• EXERCISE REQUIREMENTS
Find the line in the entries below that contains "# test: locate() drops one marker on the woman". Repeat it exactly, and every line after it through the line that contains "# test: locate() drops one marker on the skyscraper, one".

• DATA FOR THIS EXERCISE
▬▬▬▬▬▬▬▬▬▬

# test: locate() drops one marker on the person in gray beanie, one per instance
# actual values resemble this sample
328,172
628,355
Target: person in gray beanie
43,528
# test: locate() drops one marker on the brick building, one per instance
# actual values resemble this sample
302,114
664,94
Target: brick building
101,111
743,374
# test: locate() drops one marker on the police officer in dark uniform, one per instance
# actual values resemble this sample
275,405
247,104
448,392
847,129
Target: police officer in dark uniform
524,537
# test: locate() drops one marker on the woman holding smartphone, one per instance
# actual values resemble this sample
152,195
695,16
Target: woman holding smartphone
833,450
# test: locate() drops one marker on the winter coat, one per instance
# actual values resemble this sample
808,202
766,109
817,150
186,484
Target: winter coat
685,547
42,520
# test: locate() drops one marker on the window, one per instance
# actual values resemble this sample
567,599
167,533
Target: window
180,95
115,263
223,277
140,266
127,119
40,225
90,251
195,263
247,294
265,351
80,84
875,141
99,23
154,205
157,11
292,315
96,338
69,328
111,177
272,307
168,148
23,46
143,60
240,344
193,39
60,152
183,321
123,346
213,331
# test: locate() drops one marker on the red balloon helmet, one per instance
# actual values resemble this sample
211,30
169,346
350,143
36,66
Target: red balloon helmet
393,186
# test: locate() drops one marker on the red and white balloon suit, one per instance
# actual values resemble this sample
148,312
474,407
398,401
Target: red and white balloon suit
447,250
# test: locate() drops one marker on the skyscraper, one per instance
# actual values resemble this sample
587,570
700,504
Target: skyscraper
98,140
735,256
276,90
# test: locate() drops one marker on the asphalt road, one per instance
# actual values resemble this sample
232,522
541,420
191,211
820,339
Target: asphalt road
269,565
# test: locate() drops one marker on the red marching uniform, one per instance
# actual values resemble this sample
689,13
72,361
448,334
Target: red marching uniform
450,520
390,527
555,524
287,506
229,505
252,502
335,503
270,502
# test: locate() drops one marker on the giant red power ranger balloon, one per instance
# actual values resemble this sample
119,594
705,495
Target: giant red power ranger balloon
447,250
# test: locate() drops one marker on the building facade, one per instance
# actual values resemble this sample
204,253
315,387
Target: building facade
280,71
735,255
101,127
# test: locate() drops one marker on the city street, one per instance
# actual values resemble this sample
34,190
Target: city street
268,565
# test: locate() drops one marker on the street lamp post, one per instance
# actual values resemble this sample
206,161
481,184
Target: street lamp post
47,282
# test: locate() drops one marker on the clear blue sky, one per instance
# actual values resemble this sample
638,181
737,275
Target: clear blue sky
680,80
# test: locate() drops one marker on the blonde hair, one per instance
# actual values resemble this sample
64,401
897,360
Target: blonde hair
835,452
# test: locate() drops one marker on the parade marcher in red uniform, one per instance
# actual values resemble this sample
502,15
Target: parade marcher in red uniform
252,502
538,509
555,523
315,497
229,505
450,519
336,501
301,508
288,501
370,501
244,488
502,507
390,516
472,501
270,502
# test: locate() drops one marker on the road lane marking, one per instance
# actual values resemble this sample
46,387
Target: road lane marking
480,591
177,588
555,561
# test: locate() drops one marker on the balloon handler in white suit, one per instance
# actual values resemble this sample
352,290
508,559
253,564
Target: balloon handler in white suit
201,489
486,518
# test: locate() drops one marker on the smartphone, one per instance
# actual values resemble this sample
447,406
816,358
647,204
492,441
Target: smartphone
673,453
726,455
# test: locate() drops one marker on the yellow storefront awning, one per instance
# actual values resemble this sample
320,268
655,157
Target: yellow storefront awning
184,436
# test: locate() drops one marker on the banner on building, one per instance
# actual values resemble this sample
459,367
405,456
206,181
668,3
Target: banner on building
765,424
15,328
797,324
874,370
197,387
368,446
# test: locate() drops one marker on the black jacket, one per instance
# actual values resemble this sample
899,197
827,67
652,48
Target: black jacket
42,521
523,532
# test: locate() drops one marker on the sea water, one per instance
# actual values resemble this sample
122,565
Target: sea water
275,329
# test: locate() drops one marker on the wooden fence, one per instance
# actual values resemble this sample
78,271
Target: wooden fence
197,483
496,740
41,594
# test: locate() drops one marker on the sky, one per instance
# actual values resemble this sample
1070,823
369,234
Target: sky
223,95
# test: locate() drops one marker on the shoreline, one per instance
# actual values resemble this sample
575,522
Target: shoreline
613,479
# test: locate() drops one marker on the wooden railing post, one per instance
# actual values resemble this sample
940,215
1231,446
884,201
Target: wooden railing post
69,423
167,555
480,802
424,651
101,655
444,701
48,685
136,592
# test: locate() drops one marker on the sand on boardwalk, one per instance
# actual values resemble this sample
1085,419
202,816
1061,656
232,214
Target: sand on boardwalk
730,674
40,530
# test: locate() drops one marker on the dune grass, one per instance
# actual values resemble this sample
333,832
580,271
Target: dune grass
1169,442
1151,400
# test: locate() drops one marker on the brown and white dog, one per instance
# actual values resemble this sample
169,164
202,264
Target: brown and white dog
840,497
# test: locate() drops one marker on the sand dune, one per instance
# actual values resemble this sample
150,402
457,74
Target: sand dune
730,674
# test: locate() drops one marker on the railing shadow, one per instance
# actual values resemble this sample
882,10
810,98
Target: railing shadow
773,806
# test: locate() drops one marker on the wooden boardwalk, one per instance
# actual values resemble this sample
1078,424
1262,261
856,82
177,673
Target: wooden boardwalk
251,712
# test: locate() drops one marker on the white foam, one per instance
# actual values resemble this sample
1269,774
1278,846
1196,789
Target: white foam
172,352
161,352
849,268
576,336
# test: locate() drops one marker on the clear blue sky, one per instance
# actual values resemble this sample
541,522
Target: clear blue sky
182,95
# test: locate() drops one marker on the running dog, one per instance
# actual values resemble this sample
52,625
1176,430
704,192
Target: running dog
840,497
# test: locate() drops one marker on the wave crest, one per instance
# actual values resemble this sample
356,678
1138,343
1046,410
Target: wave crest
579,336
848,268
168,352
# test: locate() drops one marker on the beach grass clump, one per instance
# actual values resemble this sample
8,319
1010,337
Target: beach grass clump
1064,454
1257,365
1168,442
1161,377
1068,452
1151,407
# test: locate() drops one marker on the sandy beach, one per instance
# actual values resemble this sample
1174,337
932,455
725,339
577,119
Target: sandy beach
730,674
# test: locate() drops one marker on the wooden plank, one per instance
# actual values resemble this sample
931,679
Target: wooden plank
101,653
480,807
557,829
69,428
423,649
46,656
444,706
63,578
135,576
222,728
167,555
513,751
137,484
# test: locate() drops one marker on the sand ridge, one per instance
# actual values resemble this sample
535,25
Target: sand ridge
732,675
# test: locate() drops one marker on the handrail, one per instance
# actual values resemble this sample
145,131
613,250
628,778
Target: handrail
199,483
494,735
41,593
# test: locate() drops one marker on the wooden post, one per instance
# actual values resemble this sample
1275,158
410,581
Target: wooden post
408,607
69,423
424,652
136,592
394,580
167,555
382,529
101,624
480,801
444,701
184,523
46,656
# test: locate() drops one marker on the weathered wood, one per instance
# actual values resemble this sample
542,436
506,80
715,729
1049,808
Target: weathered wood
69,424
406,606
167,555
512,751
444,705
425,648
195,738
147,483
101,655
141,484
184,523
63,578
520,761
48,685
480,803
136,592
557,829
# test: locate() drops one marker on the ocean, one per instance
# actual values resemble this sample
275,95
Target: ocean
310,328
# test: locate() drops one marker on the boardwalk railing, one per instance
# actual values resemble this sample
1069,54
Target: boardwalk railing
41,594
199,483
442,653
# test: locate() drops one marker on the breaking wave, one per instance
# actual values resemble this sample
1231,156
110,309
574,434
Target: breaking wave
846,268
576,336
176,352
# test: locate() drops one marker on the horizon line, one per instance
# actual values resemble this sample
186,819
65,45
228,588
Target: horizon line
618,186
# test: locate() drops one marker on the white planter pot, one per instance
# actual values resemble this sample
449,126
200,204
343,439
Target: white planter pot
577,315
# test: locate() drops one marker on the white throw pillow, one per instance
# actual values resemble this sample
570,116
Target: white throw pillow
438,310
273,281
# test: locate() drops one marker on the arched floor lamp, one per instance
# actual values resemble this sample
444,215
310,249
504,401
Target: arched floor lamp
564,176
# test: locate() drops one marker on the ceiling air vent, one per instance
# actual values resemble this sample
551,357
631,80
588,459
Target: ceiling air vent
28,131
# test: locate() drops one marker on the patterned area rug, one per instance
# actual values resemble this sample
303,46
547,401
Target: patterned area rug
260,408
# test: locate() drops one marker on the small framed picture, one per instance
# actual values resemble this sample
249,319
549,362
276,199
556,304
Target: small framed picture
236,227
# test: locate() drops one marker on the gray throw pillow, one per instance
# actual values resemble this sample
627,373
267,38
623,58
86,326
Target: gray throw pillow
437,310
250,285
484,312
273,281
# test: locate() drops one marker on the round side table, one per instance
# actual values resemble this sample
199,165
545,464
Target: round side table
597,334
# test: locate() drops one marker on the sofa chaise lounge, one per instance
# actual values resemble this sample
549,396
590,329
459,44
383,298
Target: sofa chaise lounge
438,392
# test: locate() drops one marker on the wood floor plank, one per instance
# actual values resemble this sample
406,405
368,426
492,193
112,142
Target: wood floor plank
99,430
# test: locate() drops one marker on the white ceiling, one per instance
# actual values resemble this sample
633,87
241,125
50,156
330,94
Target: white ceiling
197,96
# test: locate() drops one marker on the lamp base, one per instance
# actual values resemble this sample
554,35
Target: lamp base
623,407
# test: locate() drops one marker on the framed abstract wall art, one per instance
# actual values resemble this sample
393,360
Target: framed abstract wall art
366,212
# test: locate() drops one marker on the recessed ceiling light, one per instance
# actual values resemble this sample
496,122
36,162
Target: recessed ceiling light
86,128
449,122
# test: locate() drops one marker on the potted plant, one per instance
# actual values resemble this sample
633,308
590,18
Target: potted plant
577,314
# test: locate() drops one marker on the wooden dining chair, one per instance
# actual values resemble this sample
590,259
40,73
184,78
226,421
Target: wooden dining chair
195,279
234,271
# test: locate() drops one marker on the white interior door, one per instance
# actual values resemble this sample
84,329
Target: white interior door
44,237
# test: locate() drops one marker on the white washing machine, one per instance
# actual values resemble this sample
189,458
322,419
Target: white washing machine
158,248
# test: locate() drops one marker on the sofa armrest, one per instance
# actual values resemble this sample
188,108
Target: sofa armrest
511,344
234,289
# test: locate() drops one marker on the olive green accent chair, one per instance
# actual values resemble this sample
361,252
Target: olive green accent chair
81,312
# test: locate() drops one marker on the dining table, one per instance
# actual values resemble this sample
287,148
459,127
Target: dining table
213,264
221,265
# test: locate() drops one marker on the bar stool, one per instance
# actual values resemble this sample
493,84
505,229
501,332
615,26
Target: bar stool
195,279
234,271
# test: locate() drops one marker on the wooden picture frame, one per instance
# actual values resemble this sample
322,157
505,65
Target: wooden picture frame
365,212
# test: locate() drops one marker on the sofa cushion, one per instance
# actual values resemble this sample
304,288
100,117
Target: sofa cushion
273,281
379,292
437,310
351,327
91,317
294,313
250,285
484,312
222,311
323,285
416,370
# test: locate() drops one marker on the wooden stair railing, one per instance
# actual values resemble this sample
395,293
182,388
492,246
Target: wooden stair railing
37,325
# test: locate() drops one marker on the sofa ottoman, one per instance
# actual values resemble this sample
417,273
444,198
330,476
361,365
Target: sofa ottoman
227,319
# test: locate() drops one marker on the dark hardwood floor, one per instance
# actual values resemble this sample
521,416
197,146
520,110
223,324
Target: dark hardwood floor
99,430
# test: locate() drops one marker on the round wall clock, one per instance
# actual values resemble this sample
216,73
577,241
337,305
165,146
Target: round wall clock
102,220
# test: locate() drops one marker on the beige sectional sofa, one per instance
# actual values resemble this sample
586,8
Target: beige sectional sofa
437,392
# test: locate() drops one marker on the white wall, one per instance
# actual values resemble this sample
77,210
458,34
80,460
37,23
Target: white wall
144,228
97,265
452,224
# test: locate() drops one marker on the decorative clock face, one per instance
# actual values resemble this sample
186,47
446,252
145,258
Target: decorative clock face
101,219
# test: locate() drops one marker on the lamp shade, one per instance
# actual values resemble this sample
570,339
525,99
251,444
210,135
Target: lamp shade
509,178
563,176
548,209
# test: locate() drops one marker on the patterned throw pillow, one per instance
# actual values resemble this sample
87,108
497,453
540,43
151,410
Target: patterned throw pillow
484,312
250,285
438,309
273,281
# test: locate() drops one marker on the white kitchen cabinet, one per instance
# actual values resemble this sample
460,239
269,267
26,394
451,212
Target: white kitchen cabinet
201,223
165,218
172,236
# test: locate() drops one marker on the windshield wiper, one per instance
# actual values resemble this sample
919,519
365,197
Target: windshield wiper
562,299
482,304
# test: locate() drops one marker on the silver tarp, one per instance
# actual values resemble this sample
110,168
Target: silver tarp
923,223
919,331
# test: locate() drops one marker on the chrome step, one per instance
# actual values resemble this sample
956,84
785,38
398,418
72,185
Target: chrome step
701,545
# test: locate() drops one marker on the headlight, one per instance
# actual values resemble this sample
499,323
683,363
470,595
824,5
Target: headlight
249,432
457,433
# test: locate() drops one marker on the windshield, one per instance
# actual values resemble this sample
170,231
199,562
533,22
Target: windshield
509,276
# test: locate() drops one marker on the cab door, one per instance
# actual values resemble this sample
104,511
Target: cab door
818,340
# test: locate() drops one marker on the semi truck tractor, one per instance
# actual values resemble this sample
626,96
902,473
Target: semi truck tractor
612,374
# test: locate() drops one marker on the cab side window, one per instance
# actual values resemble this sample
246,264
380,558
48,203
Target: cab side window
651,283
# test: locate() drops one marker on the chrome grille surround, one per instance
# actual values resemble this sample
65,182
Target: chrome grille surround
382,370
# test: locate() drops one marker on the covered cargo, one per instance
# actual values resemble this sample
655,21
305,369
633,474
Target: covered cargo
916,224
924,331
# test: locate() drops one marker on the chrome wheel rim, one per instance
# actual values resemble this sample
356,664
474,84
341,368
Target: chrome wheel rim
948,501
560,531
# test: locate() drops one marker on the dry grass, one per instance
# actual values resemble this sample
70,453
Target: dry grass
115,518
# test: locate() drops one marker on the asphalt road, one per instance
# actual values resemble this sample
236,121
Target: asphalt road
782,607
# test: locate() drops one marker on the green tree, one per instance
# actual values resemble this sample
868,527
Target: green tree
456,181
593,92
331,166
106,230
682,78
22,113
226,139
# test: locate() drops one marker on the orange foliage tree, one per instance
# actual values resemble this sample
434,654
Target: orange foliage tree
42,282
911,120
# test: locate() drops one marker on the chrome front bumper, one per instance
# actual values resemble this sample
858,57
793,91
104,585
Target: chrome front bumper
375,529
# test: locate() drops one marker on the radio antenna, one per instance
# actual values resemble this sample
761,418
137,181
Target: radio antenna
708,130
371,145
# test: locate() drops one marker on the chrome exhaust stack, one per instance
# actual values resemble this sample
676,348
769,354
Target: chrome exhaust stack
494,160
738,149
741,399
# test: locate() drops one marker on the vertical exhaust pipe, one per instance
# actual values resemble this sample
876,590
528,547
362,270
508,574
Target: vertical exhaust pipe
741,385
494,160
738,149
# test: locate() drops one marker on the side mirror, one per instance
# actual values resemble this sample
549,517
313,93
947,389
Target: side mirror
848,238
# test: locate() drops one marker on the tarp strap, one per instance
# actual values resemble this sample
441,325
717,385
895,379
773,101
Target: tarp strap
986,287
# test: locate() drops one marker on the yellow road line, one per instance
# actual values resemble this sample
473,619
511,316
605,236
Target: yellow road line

▬▬▬▬▬▬▬▬▬▬

• TASK RESULT
# test: locate() drops one marker on the woman holding smartphone, one per instance
# actual values resemble this sample
152,195
695,16
Target: woman holding smartphone
833,450
# test: locate() drops one marker on the winter coat, one per instance
# actual values resemble this sample
808,202
766,109
817,150
186,484
Target: winter coat
685,547
42,520
# test: locate() drops one marker on the window, one per instance
# actual values resemble this sample
567,599
167,533
Target: window
180,95
115,263
223,277
140,266
127,119
40,225
90,251
195,263
247,294
265,351
80,84
875,141
99,23
154,205
157,11
292,315
96,338
69,328
111,177
272,307
168,148
23,46
143,60
240,344
193,39
60,152
183,321
123,346
213,331
# test: locate() drops one marker on the red balloon helmet, one per instance
# actual values resemble this sample
211,30
169,346
350,143
36,66
Target: red balloon helmet
393,186
# test: locate() drops one marker on the red and white balloon suit, one per instance
# actual values resemble this sample
148,312
474,407
398,401
Target: red and white balloon suit
447,250
# test: locate() drops one marker on the skyscraper, one per instance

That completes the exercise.